:: Document segment ::
--------------------

(urth) Seawrack's name

Lee Berman severiansola at hotmail.com
Sun Aug 29 18:58:43 PDT 2010



>Antonio P. Marques- I don't find it logical (of course the name itself makes
>sense, but not to me the way the way one gets to it). Everything is fine, 
>except why the shipwreck maiden would be called 'shipwreck' or why 'shipwreck' 
>would become 'seawrack'.
 
I think the issue boils down to a difference in sense of interpretation. As a 
contrast, to my theory I'll mention Borski's theory, which included exhaustive 
botanical research to come to the conclusion that Seawrack's real name must be a 
version of the sea-wrack seaweed called Laminaria hyperborea with a bunch of folk 
names one of which happens to be the Irish word "screadhuidhe". So that is Seawrack's 
real name. Great.
 
Perhaps this is exactly the name Gene Wolfe had in mind as SeaWrack's real name. But
for me it is a quite ridiculous solution to an openly posed puzzle. "Screadhuidhe"?
Is that really what Gene Wolfe wanted us to discover here?

--------------------

:: Data supplied ::

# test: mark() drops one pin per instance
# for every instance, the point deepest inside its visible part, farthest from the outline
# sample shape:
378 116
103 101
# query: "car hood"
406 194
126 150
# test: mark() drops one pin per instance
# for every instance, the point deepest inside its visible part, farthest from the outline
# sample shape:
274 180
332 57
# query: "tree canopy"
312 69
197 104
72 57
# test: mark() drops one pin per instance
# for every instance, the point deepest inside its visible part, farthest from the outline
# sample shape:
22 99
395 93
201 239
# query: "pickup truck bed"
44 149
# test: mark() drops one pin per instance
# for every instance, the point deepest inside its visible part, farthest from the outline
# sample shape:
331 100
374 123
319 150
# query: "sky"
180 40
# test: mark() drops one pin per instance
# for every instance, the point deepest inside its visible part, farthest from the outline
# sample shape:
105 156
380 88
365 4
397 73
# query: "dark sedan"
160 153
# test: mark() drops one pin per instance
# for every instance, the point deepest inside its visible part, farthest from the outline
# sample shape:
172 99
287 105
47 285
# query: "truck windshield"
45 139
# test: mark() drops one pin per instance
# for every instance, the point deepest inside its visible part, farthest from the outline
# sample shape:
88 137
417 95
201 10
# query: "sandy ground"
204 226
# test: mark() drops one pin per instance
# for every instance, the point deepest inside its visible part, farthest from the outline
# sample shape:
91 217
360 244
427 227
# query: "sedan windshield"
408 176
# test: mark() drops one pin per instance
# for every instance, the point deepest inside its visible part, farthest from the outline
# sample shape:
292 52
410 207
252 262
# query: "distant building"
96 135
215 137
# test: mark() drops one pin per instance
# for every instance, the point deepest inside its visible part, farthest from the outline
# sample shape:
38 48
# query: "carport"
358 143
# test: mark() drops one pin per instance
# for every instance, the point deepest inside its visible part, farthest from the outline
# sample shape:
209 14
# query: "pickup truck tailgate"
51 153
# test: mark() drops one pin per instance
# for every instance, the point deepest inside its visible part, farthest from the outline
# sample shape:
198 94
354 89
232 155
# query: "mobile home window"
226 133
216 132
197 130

--------------------

:: Exercise brief ::
Can you sum up the post about Seawrack's name in two sentences? The lines aren't needed for what comes next.

:: Reply ::
Responding to Antonio P. Marques, the writer says the issue comes down to a difference in sense of interpretation and contrasts their own theory with Borski's, which used exhaustive botanical research to conclude that Seawrack's real name is a version of the sea-wrack seaweed Laminaria hyperborea, one of whose folk names is the Irish word "screadhuidhe." The writer allows that this may be the name Gene Wolfe had in mind but calls it a quite ridiculous solution to an openly posed puzzle.